Records drawn from a data source
-*-
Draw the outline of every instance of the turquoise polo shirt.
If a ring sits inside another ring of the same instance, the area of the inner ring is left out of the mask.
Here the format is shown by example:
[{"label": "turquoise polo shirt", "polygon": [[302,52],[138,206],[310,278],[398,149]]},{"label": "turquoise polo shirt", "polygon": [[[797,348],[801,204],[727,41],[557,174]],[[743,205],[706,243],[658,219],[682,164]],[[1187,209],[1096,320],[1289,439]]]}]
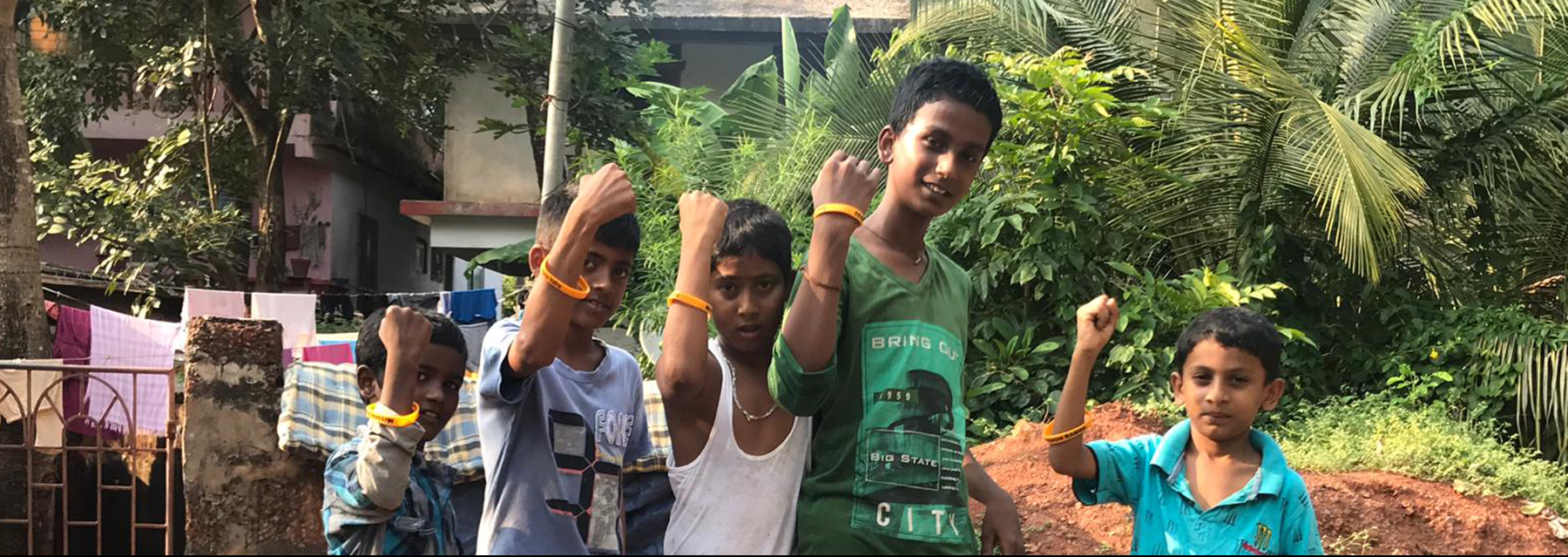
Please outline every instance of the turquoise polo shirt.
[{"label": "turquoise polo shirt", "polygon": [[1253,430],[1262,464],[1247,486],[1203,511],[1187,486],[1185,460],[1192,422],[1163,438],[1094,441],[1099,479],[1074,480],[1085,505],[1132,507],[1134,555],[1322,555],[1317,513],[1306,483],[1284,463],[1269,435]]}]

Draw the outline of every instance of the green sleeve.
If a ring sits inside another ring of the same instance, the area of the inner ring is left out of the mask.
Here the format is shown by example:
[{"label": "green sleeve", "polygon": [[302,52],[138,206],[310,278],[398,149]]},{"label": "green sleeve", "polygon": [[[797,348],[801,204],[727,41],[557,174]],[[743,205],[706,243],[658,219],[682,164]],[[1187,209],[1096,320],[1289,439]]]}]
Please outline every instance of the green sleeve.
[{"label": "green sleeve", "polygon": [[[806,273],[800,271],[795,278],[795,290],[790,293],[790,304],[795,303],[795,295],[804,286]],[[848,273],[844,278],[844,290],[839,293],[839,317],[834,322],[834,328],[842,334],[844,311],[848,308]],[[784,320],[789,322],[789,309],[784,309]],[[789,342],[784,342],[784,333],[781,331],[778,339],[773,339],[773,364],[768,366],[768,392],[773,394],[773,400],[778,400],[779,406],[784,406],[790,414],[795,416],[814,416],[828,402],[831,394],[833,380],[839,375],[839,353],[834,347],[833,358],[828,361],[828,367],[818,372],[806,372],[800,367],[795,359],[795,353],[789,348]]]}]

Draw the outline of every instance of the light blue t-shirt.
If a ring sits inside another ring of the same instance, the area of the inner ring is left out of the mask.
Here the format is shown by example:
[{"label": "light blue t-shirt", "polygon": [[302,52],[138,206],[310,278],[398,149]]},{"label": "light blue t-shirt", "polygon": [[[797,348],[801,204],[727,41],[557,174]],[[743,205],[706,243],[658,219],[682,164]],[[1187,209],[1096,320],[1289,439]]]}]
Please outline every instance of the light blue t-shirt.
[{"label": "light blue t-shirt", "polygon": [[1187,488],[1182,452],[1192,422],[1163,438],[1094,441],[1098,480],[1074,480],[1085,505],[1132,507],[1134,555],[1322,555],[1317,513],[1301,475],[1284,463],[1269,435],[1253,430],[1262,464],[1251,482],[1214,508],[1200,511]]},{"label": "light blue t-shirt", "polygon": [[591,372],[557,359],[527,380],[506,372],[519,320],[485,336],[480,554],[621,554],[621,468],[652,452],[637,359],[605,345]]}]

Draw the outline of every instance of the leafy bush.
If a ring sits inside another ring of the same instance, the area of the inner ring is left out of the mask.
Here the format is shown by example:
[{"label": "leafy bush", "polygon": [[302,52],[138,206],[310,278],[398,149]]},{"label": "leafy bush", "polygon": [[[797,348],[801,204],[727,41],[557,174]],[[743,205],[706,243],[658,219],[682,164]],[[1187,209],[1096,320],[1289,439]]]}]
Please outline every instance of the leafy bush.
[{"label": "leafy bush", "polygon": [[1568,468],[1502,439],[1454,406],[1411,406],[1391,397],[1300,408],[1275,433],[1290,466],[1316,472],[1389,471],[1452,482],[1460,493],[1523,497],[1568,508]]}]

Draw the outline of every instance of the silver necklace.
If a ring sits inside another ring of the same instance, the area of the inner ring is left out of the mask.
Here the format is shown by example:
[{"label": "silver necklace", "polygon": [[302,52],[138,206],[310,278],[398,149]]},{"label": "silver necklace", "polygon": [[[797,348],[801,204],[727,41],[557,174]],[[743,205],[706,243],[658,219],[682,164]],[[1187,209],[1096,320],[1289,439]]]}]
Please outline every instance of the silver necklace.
-*-
**WHAT THE TASK ASKS:** Please copy the material word for word, starting at the line that contains "Draw the outline of every instance of the silver" and continuing through the final line of the material, including both of those lines.

**EXERCISE ANSWER:**
Draw the outline of every instance of the silver necklace.
If a ring sits inside another ring of the same instance, the area of the inner ring is left out of the mask.
Here the format is shown by example:
[{"label": "silver necklace", "polygon": [[302,52],[138,206],[310,278],[398,149]]},{"label": "silver necklace", "polygon": [[[797,348],[801,204],[727,41],[557,174]],[[743,205],[706,243],[658,219],[682,164]],[[1187,209],[1096,320],[1289,439]]]}]
Please outline every instance of the silver necklace.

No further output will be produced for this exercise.